Please count how many lines in the entries below contain the string "viewBox". Reply with that number alone.

* _MATERIAL_
• • •

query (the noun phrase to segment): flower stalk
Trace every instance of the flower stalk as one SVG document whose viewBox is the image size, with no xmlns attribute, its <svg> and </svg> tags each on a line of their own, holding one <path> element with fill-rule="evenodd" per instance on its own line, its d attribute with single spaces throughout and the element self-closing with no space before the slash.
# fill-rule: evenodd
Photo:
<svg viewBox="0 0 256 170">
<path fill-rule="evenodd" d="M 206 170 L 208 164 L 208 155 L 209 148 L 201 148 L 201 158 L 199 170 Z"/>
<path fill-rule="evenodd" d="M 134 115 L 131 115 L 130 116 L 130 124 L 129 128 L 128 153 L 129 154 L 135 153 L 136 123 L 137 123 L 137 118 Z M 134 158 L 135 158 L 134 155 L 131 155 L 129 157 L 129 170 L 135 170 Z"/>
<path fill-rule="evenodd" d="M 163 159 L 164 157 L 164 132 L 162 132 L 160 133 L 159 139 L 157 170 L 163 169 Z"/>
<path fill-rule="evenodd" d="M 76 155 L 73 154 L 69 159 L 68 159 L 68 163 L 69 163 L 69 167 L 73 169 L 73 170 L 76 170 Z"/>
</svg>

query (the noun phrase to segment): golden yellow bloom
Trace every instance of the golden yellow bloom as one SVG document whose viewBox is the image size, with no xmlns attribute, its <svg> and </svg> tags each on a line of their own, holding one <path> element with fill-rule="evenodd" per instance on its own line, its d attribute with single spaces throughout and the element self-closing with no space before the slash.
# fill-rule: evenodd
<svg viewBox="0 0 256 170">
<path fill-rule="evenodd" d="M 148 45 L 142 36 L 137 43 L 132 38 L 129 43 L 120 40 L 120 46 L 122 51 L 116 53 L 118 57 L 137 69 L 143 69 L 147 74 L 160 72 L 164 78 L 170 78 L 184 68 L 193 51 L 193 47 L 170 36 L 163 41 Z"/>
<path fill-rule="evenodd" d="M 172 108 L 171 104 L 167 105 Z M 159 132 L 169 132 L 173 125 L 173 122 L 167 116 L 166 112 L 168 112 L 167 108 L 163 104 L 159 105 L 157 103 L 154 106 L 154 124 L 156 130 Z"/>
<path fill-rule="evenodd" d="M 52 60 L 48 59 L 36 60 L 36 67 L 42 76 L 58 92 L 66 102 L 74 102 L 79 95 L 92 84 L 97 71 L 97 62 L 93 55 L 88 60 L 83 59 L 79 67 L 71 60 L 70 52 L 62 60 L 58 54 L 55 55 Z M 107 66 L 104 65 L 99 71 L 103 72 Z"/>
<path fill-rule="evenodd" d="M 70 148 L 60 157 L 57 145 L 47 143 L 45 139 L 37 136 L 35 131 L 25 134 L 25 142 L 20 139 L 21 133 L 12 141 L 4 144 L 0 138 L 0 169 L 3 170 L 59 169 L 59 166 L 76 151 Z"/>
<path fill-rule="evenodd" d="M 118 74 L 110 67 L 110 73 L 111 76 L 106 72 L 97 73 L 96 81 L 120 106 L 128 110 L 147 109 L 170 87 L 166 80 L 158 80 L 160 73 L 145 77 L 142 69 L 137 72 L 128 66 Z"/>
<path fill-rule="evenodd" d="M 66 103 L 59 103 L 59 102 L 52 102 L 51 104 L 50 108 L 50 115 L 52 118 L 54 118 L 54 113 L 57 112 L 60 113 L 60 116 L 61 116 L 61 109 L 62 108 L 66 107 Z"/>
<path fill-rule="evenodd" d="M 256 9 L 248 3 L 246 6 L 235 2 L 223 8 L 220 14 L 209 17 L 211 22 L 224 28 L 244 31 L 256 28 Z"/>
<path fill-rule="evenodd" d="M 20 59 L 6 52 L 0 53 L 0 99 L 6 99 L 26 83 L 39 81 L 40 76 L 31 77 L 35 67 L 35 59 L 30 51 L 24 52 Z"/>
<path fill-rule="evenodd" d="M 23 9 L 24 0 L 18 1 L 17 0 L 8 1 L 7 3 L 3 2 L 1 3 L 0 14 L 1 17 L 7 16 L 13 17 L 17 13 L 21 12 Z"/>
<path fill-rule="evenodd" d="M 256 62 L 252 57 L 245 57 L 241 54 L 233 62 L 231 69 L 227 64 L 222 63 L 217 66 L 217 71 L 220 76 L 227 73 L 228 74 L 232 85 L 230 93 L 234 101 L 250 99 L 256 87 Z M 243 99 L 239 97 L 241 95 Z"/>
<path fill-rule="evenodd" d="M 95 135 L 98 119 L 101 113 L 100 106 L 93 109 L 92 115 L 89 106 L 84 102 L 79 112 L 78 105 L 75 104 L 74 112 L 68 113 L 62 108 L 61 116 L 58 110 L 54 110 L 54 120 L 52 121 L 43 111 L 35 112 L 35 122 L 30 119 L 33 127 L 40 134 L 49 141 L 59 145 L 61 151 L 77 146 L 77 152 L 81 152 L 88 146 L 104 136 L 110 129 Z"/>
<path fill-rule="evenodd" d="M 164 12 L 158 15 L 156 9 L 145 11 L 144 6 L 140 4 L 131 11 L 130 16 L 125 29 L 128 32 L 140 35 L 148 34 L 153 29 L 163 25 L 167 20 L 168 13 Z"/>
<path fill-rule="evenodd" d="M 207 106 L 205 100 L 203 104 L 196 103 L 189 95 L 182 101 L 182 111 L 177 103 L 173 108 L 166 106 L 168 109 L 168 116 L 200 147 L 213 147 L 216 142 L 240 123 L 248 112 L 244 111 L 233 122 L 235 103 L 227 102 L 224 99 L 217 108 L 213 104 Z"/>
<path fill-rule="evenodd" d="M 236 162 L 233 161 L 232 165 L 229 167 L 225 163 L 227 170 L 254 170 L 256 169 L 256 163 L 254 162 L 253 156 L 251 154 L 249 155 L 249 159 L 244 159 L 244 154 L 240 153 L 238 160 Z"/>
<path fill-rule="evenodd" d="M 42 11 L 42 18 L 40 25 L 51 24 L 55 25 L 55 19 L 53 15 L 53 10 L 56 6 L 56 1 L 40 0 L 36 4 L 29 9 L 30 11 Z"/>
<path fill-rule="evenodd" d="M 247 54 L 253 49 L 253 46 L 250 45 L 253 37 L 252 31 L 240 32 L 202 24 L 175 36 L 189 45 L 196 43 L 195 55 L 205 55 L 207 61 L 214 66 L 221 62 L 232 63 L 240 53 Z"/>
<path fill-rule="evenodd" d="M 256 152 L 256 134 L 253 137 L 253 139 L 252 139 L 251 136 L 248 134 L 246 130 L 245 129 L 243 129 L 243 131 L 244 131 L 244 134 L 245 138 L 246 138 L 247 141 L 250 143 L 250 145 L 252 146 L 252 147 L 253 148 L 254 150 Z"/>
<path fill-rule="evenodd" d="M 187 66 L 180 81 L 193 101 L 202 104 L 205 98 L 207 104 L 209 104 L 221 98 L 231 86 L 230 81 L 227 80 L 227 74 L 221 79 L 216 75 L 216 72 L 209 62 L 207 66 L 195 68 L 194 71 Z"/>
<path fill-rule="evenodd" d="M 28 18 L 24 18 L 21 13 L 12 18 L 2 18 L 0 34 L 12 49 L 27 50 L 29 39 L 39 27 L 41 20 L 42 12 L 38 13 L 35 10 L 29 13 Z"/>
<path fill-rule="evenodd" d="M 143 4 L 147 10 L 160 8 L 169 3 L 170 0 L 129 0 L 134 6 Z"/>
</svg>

• • •

* _RESULT OF THIS EXERCISE_
4